TASK GOAL:
Find the line containing "For each instance of the concrete wall, set" in the data below, then output that line and each one after it exactly, with nothing else.

━━ DATASET EXTRACT ━━

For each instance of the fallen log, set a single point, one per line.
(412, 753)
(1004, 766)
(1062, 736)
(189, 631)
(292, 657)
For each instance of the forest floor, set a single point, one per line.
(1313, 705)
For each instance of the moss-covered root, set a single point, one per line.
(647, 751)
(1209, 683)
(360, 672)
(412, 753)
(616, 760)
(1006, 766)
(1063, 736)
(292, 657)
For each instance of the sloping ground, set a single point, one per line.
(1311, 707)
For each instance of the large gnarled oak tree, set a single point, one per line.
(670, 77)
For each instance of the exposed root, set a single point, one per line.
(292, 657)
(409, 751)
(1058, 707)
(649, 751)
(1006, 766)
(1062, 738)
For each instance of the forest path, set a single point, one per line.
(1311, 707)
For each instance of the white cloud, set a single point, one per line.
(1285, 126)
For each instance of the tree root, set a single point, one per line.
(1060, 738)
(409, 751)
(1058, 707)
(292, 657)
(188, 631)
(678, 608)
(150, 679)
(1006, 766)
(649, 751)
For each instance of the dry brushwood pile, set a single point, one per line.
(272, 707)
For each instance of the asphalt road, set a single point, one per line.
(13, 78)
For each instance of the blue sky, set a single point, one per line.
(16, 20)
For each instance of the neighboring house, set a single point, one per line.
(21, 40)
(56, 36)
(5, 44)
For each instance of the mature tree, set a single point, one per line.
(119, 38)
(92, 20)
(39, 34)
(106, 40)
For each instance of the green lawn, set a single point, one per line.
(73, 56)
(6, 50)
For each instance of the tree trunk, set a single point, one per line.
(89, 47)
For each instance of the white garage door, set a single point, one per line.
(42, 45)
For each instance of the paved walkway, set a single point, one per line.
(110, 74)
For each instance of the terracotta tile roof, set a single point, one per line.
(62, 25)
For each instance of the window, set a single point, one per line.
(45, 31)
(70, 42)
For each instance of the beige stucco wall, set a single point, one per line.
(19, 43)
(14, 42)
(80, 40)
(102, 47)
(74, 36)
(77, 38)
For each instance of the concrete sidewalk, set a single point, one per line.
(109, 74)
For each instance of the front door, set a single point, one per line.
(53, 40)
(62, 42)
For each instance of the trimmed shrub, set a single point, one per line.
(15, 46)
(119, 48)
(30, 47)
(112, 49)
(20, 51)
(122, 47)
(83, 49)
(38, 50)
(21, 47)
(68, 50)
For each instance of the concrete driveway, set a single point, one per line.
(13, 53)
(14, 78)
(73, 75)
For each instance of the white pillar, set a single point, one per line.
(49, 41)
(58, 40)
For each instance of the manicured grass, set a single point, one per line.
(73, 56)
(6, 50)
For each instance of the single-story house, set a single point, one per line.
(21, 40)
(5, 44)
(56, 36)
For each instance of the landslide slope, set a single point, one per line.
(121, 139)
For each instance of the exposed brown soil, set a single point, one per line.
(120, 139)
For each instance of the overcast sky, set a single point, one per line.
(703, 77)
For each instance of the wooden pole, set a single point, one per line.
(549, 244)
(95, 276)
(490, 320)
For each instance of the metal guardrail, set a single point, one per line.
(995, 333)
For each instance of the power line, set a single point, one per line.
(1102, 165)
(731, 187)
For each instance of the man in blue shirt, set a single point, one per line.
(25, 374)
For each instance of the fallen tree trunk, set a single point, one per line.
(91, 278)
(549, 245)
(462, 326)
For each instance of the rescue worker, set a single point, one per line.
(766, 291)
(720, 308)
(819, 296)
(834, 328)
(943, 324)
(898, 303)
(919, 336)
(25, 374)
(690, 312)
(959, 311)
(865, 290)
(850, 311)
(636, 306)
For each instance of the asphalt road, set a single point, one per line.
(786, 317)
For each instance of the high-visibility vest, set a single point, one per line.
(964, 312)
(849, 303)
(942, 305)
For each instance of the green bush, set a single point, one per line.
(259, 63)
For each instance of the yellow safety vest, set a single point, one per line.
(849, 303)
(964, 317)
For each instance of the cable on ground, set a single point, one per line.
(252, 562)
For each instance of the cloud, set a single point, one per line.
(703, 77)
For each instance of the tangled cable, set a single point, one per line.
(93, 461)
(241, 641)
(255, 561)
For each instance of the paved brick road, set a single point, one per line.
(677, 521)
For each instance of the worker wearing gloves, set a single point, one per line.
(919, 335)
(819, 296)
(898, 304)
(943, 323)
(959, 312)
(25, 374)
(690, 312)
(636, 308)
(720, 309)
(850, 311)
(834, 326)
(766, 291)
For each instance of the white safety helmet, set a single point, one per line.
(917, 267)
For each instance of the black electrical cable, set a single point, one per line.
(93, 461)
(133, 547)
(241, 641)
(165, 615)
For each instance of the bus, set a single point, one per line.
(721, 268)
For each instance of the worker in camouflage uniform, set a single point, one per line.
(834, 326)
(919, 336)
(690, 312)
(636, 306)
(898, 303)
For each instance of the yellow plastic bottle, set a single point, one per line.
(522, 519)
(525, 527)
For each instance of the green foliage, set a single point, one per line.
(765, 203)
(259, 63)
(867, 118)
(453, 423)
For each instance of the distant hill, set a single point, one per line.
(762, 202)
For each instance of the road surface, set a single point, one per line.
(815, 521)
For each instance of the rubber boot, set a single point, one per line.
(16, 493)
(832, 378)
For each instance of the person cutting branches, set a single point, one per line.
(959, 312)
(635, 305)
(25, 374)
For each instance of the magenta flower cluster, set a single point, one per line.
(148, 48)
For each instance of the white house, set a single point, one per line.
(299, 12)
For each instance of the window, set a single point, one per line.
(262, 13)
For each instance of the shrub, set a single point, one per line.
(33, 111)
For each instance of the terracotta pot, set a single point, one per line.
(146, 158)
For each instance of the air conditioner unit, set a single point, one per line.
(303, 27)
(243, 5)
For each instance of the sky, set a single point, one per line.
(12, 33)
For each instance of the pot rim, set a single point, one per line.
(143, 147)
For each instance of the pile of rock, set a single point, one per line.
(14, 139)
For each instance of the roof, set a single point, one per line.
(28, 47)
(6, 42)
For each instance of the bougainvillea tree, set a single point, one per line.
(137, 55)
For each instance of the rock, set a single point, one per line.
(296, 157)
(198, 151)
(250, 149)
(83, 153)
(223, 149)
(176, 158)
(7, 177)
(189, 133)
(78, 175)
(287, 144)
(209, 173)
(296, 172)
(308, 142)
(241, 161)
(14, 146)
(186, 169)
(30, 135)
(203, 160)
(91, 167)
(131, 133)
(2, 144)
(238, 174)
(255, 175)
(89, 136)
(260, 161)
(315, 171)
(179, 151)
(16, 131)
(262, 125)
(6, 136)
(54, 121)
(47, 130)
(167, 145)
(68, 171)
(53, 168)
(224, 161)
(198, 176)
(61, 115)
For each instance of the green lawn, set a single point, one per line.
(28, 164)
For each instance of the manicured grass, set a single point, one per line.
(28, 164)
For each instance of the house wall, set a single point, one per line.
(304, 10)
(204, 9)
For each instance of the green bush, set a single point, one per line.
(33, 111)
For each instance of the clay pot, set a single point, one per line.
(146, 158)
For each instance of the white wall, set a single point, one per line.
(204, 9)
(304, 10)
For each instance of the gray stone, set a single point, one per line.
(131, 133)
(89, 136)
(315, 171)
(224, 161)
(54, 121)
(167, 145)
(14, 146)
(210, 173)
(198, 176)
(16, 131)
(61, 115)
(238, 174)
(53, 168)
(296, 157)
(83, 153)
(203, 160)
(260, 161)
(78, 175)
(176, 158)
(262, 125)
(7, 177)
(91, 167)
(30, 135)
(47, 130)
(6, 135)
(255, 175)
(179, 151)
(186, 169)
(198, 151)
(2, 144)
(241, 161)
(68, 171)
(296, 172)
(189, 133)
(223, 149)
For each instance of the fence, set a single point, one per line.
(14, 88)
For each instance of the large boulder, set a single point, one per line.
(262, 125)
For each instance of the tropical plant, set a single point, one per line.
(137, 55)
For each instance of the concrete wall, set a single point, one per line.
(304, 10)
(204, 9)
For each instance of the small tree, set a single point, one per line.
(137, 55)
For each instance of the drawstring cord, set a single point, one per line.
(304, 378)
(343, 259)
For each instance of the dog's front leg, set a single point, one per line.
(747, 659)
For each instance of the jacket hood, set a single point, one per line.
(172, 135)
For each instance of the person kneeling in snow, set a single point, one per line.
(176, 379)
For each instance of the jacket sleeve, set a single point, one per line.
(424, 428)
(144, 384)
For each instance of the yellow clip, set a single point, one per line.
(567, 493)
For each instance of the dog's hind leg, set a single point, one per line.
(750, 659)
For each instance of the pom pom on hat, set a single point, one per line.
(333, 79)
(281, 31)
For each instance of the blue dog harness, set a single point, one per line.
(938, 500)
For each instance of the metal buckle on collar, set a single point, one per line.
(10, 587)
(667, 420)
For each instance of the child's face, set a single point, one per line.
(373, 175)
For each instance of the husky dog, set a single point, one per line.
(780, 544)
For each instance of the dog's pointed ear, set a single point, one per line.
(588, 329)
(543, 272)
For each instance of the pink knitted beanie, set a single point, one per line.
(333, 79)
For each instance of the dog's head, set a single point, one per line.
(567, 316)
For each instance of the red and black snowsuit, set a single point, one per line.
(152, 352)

━━━

THE ANSWER:
For each instance of the concrete wall, set a single point, one per line.
(304, 10)
(204, 9)
For each instance of the small tree, set a single point, one per line.
(137, 55)
For each instance of the drawstring cord, set a single point, one per line.
(304, 378)
(343, 259)
For each instance of the dog's front leg, set a single point, one per line.
(747, 659)
For each instance of the jacket hood, set a single point, one per line.
(172, 135)
For each instance of the person kneeling in snow, set a single point, one per line.
(176, 379)
For each instance of the jacket sleeve, set a single point, one per line.
(424, 428)
(144, 384)
For each instance of the yellow clip, set a single point, one per line.
(567, 493)
For each instance of the dog's hind leg, set a single point, one per line.
(750, 659)
For each instance of the pom pom on hat, set a single point, one per line.
(333, 79)
(281, 31)
For each instance of the blue dog harness, set a single point, one per line.
(938, 500)
For each instance of the metal buckle on collar, set a single point, one per line.
(10, 587)
(667, 420)
For each instance of the child's face, set a single point, one per line.
(373, 175)
For each instance of the husky dog, set a single point, one per line.
(780, 544)
For each instance of the dog's pointed ear, set a single point, one per line.
(588, 329)
(543, 272)
For each instance of the pink knitted beanie, set a single point, one per line.
(333, 79)
For each instance of the dog's head, set a single point, one per line.
(567, 316)
For each instance of the red and black snowsuit, set a single point, one per line.
(152, 352)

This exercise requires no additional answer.